Source excerpt:
What happens here? – First, time series are passed to each "data source" node (1). These nodes do not do anything with their time series, but pass it further.
This was done in order to be able to connect new data sources to the pipeline. It also helps to understand which time series are transformed in the pipelines (note the names after the slash, they show the labels of the time series, so we can identify them). Thus, it can be clear that a lagged transformation was applied to the time series named 0 and a copy of it was transferred to the GLM model (2). GLM is a generalized linear model that can work directly with the time series and does not require lagged transformation. Then the output from the lagged transformation is passed to the ridge regression model (3).
Then predictions for each time series from two models (GLM and ridge) are transferred to the ridge regression model (4), and the final model in this case is ridge regression too. Don’t worry about the large number of ridge regression models – this is just an initial assumption, further evolution will select more optimal models in the nodes.
Then, based on this initial assumption, an initial population of pipelines for the evolutionary algorithm is generated via the use of mutations. In the process of optimizing the structure of AutoML pipelines, the algorithm can change operations (models) in nodes, remove nodes and edges, add new ones, and tune the hyperparameters of operations. It means that it becomes possible to obtain the following structures (Figure 10).
As can be seen from Figure 10, if necessary, we can remove nodes and entire branches. Thus, we can get rid of time series that are not related to the target.
During graph optimization, we can tune the moving window size for each of the series separately (regulated by the hyperparameter window size in the lagged transformation). It solves the problem of the presence of unrepresentative exogenous predictor series in the model.
What’s all this "agony" for?
Obviously, to reduce forecasting error 🙂 But let’s be serious, the question is really good – it is time to check whether the implemented approach gives at least some advantages. To make sure that the use of exogenous time series really affects the error of the final forecast, let’s conduct an experiment.

Directive a: For each statement below, say whether it agrees with the time series pipeline excerpt, answering yes or no and quoting the deciding words. (i) The GLM model needs a lagged transformation before it can work with the time series. (ii) In the initial assumption, the final model is ridge regression. (iii) The "data source" nodes transform their time series before passing them on.
The listing that follows is unrelated to the time series pipeline excerpt.

Data entries:
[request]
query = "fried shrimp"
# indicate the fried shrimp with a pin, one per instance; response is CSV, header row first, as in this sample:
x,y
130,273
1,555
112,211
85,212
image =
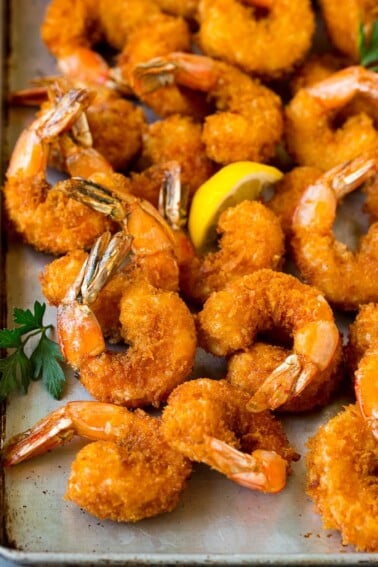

Directive b: Transcribe the whole listing above line for line, leaving out the picture.

Written response a:
(i) No: "can work directly with the time series and does not require lagged transformation."
(ii) Yes: "the final model in this case is ridge regression too."
(iii) No: "These nodes do not do anything with their time series, but pass it further."

Written response b:
[request]
query = "fried shrimp"
# indicate the fried shrimp with a pin, one per instance; response is CSV, header row first, as in this sample:
x,y
130,273
1,555
112,211
85,212
image =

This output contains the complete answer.